-- WRITTEN INSTRUCTION --
Pick out each line of the material below that contains the word "silhouette", and copy those lines.

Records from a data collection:

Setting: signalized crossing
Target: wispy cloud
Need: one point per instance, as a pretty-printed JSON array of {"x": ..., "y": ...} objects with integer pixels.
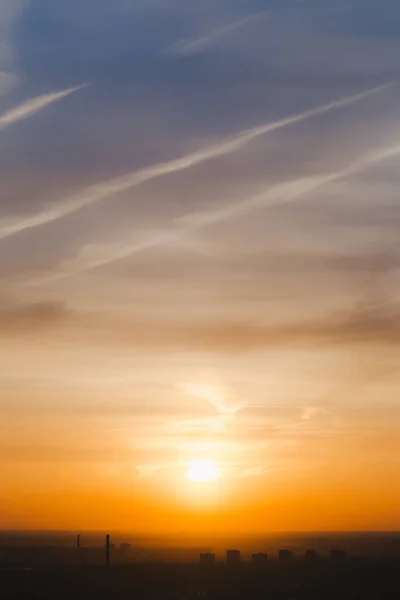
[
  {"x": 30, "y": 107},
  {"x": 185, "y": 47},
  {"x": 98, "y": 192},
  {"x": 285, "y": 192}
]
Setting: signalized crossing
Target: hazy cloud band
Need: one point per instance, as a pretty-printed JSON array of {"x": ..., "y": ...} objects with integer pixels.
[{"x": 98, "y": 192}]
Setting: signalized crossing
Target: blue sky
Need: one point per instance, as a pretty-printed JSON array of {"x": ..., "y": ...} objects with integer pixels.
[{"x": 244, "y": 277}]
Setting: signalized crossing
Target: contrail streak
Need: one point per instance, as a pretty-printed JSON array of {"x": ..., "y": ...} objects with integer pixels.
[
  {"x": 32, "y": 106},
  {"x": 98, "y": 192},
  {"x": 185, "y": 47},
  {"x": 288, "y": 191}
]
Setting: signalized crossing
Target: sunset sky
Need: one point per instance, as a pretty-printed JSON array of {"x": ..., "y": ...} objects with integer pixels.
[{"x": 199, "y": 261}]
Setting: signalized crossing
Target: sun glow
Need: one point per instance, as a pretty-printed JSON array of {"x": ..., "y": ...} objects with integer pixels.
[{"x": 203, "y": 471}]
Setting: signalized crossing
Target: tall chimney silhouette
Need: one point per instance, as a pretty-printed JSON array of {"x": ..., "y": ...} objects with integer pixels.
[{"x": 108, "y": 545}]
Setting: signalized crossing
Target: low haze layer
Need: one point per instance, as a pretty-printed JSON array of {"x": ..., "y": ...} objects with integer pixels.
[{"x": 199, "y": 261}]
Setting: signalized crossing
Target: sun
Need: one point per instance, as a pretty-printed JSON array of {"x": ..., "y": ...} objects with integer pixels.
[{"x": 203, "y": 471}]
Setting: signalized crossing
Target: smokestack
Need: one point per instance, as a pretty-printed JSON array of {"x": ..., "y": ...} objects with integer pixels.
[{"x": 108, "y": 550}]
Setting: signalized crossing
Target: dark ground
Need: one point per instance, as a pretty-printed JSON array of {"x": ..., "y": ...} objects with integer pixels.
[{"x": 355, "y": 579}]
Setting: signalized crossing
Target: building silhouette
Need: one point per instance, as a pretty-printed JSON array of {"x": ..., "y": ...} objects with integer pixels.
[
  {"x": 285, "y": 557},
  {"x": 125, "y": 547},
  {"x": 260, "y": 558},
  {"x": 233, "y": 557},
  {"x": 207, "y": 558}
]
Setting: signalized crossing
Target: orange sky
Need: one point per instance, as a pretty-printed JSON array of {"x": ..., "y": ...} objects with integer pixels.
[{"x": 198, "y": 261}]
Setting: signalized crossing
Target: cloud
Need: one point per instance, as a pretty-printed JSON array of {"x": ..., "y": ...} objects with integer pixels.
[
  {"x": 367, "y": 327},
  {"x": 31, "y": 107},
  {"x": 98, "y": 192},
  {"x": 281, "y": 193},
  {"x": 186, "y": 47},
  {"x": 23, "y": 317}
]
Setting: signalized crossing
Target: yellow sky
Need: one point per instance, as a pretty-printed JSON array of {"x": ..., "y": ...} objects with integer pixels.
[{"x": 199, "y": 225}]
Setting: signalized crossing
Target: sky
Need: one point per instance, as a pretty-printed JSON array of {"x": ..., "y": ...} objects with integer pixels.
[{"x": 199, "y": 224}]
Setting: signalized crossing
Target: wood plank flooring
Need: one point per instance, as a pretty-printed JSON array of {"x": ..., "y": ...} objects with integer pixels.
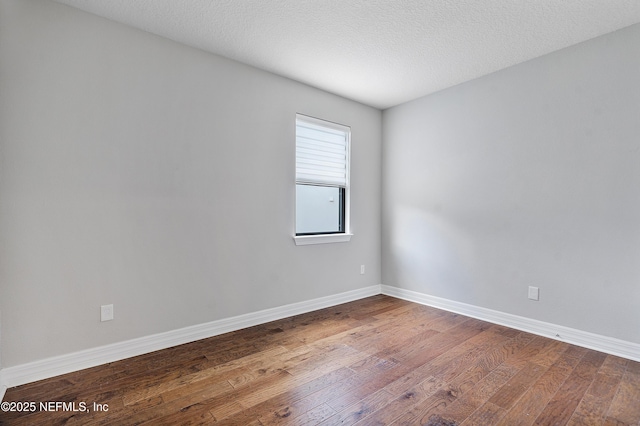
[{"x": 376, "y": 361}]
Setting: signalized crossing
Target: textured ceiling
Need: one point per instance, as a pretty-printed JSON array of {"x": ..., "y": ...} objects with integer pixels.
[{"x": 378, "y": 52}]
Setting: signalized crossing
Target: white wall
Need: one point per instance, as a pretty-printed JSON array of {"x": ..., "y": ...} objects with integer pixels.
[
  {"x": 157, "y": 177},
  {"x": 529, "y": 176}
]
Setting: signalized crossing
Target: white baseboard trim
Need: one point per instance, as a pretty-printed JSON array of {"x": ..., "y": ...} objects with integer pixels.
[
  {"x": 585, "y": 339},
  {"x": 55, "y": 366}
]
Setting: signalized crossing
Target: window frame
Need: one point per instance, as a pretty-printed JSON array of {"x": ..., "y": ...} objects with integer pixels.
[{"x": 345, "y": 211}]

==

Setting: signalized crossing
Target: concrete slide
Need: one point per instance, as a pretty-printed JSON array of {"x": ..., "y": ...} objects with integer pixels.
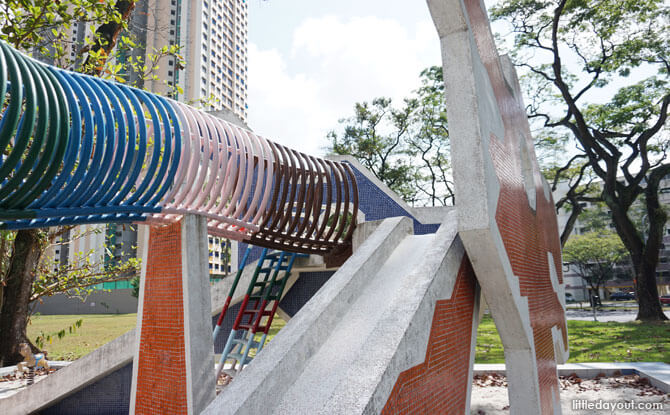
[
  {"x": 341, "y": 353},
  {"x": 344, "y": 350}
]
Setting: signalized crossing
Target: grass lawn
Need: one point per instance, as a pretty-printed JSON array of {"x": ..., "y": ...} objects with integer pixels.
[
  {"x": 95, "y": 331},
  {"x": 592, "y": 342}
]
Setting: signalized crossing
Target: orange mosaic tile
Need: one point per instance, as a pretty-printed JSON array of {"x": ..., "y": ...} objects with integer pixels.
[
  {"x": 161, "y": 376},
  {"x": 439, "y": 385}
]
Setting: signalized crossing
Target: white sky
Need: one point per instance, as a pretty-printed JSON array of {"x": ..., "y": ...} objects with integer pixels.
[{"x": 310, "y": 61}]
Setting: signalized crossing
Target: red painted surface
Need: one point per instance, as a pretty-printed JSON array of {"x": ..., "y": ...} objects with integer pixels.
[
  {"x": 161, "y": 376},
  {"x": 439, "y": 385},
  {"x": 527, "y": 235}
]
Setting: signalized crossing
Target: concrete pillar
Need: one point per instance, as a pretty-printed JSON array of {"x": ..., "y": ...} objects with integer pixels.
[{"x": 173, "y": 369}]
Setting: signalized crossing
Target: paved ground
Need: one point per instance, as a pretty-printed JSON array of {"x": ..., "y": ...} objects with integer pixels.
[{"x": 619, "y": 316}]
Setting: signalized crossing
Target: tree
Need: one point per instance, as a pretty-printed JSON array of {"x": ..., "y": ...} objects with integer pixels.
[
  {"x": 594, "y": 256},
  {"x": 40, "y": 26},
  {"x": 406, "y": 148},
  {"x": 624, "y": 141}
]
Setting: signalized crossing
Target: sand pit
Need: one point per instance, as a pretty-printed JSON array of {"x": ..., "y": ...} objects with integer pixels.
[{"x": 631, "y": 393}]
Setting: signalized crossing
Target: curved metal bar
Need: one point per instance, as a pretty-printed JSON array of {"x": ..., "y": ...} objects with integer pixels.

* * *

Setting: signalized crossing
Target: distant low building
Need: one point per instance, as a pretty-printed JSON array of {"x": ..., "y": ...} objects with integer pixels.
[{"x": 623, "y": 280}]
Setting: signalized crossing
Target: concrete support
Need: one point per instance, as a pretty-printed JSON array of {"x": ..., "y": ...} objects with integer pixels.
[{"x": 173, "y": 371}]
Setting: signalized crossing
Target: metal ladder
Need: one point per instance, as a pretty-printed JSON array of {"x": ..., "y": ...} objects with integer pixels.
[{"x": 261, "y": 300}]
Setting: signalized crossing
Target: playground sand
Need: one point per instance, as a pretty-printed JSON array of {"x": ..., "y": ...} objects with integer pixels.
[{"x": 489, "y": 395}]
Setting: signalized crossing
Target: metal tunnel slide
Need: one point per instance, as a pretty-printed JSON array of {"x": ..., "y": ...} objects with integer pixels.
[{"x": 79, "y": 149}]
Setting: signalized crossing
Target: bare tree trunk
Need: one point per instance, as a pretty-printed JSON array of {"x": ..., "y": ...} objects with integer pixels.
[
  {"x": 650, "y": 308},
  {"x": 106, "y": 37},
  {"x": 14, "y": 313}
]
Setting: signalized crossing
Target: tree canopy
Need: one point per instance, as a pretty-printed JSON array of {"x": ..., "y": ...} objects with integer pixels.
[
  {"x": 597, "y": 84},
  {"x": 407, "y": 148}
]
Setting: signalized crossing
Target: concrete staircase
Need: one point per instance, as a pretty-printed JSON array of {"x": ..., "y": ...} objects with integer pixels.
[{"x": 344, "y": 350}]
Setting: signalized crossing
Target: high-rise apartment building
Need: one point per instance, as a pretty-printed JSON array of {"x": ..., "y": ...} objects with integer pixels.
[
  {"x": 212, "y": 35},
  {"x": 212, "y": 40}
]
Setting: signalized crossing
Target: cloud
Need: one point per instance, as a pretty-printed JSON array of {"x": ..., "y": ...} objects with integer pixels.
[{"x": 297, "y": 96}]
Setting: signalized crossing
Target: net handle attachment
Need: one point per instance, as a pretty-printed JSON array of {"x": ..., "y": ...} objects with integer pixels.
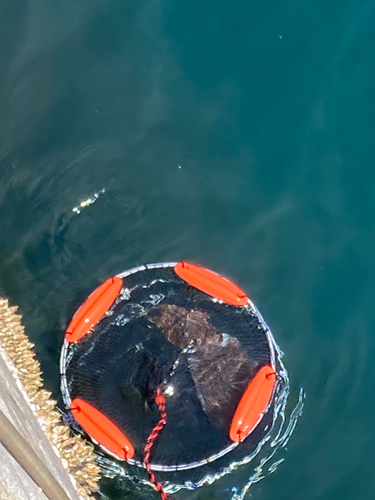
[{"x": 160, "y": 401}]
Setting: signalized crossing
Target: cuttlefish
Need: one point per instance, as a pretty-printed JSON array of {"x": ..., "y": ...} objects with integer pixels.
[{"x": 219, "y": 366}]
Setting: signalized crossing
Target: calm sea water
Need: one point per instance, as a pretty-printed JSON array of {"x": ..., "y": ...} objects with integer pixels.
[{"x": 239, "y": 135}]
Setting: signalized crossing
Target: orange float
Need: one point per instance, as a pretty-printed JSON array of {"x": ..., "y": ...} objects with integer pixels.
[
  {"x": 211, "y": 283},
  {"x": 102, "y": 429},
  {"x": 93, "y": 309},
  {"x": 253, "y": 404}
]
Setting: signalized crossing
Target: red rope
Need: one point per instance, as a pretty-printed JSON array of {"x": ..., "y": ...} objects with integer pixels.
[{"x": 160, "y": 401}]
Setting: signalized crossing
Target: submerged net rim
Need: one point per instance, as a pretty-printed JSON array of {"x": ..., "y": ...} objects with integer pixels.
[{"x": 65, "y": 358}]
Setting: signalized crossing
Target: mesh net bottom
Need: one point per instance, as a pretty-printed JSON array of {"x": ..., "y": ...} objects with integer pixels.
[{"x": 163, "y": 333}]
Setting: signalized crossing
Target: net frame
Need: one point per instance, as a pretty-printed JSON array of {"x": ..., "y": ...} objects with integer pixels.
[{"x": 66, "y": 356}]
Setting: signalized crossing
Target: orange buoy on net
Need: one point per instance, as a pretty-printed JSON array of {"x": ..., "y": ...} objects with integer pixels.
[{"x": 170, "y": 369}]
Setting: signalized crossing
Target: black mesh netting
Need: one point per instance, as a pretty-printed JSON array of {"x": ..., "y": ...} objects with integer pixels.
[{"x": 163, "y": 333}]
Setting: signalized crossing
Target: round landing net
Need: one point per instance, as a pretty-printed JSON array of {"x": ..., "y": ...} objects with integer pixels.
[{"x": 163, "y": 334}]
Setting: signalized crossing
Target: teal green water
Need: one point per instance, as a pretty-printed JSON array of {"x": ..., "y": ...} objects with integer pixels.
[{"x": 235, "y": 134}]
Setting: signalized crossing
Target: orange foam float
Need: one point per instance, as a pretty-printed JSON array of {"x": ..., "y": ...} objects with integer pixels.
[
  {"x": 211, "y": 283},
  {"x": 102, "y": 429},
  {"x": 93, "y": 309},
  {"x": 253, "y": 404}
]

-- THE SOLUTION --
Target: tall chimney silhouette
Target: building silhouette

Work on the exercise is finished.